**Extrait choisi:**
════

Singh, un membre de la délégation qui a visité cette église, la semaine dernière, a déclaré dans son rapport à l’Union du Nord de l’Inde, qu’il avait visité par trois fois cette église, dans le passé, et qu’au cours d’une de ces visites, notamment en 2012, il avait supervisé des réparations et s’était assuré à ce qu’ils reçoivent des tapis pour le sol, des livres de chants, des Nouveaux Testaments et du matériel pour se fabriquer un pupitre.

Un autre ancien membre d’église, Rajendra Singh, 70 ans, a quant à lui déclaré au journal, qu’une frayeur d’ordre physique survenue à l’extérieur de l’église du village l’avait convaincu de partir.

« Alors qu’un jour je dormais à l’extérieur de l’église, j’ai souffert d’une attaque de paralysie, » a-t-il déclaré. « J’ai été incapable d’esquisser le moindre geste. Cela se passait l’année dernière et depuis je me suis demandé si ce n’était pas Mata Devi qui me punissait pour avoir abandonné ma foi. »

════

**Données fournies:**

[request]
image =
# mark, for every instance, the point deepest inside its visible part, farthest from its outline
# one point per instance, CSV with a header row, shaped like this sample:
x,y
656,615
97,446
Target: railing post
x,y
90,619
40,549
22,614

════

**Tâches à réaliser:**
(A) Recopiez le texte sur l'église du village en commençant par « Singh, un membre » et en poursuivant jusqu'à « fabriquer un pupitre. », en substituant « commission » à « délégation ».
(B) Prolongez le texte sur l'église du village à la suite de sa dernière phrase.
Les entrées ne sont d'aucune utilité pour ce travail.

**Corrigé de l'exercice:**
(A)
Singh, un membre de la commission qui a visité cette église, la semaine dernière, a déclaré dans son rapport à l’Union du Nord de l’Inde, qu’il avait visité par trois fois cette église, dans le passé, et qu’au cours d’une de ces visites, notamment en 2012, il avait supervisé des réparations et s’était assuré à ce qu’ils reçoivent des tapis pour le sol, des livres de chants, des Nouveaux Testaments et du matériel pour se fabriquer un pupitre.

(B)
Chandra, l’activiste indien, a exprimé son espoir de voir s’ouvrir très bientôt le premier temple hindou du village, peut-être même dans le bâtiment qui abrite l’église adventiste !

« Nous penserons au bâtiment qui abrite l’église. Il appartient aux missionnaires, mais le terrain sur lequel il est bâti, appartient à l’Hindoustan, » a-t-il déclaré. « Nous n’allons consentir à aucun compromis en ce qui concerne notre « dharti » (terre). Nous aurons une rencontre avec les villageois et prendrons une décision à propos du temple. »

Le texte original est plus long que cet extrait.